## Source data
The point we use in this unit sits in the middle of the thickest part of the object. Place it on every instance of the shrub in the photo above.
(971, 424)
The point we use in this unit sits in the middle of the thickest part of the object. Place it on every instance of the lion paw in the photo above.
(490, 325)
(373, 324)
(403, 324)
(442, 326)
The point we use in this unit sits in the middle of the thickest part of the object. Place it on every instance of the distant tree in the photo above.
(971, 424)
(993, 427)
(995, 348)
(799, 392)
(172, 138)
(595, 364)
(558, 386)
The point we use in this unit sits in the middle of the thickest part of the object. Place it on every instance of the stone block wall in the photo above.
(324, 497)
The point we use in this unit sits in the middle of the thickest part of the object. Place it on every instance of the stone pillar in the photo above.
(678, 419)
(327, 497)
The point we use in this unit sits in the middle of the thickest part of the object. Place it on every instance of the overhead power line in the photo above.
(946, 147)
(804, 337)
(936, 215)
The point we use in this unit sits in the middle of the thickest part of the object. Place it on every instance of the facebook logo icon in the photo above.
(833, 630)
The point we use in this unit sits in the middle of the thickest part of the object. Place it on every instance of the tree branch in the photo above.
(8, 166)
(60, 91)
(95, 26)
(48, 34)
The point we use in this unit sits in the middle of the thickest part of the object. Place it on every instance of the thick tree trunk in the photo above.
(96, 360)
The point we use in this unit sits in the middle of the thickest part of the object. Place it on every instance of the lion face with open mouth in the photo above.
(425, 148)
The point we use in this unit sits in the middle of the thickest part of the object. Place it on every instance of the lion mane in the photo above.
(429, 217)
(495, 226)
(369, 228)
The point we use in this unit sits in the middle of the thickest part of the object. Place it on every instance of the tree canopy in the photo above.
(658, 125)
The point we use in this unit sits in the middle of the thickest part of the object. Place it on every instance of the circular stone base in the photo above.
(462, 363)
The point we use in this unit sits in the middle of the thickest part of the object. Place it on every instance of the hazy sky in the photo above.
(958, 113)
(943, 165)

## TASK TO CARRY OUT
The lines wanted are those from the one with "mane in the photo above." through the last line of the records, repeated exactly and with both ends included.

## WRITTEN REPLY
The point we use in this unit sits in the middle of the thickest part of the object. Place it on every instance of the lion mane in the photo above.
(429, 217)
(495, 226)
(369, 228)
The point we use in this unit sits in the middle of the thickest part of the object. Place it on every instance of the tree canopy in the photo above.
(658, 125)
The point we use in this unit sits in the middle of the thickest part of the object. Place it on every instance of the circular stone base in the photo above.
(462, 363)
The point we use in this unit sits in the middle of the thickest part of the object. Place it on every instance of the hazy sky in the photo above.
(958, 113)
(943, 165)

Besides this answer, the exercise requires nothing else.